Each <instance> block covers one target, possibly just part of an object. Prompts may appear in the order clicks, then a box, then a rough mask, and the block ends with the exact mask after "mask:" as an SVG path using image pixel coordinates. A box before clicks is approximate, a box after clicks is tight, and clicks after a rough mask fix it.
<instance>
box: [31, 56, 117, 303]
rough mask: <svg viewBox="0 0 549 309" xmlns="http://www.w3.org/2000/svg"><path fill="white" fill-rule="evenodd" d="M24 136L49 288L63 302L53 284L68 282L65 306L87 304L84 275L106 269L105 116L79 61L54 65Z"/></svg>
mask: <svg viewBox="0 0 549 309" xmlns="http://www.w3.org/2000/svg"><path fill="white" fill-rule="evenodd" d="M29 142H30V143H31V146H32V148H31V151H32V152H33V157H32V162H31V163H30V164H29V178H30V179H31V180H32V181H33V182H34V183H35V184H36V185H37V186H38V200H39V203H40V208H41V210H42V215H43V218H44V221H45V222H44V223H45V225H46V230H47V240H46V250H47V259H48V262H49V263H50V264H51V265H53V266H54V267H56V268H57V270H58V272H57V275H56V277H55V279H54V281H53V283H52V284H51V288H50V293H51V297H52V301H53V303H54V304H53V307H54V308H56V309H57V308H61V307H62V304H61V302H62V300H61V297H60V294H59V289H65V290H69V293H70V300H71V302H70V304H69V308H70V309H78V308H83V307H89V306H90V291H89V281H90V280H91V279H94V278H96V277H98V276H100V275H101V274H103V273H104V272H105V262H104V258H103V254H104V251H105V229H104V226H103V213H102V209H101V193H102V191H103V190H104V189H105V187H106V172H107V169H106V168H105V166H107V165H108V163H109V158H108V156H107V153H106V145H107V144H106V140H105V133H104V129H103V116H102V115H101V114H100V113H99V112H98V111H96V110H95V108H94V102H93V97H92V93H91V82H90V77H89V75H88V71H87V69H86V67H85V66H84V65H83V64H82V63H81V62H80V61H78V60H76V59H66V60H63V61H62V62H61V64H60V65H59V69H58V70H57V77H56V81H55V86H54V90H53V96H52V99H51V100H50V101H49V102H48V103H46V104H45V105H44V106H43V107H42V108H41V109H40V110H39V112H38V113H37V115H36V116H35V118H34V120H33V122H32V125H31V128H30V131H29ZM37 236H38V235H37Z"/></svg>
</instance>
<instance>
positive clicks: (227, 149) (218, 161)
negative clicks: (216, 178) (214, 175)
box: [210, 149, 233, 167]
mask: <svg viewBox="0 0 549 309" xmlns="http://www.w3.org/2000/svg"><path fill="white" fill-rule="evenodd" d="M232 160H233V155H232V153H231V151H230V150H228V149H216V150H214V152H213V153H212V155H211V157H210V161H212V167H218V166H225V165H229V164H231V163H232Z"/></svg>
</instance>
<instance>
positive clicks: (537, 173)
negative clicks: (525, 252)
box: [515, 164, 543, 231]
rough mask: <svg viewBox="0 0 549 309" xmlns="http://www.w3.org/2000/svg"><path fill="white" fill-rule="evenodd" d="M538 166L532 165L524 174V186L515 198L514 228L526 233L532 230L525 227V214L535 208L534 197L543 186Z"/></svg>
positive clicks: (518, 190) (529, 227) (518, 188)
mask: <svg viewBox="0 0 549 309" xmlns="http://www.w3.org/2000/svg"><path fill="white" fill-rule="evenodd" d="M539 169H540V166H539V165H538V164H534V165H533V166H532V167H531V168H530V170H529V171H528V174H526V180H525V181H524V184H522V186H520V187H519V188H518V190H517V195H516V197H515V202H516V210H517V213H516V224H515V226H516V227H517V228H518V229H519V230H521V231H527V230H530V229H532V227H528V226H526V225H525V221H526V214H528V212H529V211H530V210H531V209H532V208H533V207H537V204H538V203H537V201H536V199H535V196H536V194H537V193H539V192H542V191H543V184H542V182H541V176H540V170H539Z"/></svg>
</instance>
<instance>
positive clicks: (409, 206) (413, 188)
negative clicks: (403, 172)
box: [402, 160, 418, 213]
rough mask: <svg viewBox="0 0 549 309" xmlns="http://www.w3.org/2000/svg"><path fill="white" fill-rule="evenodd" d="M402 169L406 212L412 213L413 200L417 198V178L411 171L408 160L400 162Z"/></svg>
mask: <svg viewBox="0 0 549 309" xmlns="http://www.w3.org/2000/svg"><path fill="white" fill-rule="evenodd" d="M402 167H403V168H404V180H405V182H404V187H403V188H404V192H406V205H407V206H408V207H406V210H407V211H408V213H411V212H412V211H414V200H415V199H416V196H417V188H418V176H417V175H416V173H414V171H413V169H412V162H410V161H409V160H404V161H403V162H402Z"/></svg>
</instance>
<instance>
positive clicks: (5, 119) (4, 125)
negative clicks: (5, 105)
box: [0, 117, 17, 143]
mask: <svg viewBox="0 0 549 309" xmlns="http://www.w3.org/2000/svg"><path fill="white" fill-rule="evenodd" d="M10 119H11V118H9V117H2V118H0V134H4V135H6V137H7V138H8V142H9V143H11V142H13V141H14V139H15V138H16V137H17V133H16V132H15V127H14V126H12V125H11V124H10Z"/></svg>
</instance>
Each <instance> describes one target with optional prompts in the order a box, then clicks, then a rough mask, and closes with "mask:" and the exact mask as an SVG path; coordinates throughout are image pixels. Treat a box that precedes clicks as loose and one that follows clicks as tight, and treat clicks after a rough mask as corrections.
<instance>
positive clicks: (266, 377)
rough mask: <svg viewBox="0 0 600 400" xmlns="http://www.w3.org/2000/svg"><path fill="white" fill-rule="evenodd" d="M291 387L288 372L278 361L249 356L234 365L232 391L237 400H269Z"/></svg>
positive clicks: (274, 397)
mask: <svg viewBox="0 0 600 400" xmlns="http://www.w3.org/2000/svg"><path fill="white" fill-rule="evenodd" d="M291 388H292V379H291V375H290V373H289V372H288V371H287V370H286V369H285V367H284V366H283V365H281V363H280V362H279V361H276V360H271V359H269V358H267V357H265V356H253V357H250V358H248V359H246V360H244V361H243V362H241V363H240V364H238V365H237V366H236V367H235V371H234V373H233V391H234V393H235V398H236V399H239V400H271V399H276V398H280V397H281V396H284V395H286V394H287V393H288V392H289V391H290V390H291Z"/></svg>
※ ※ ※
» **Problem description**
Search the lines above for the string "target", then show every one that has it.

» **Answer for the task**
Each <instance> block covers one target, possibly just part of an object. Prompts may appear in the order clicks, then a box, then a rough mask, and the block ends with the exact mask after "mask:" as an SVG path using image pixel coordinates. A box before clicks is approximate, a box after clicks is tight, and clicks after a rough mask fix it.
Each <instance> describes one target with optional prompts in the order a box, then clicks, then a rough mask, and closes with "mask:" and the exact mask as an SVG path; coordinates throughout are image pixels. Treat a box that precedes clicks as loose and one that follows clicks as tight, and treat clicks after a rough mask as corrections.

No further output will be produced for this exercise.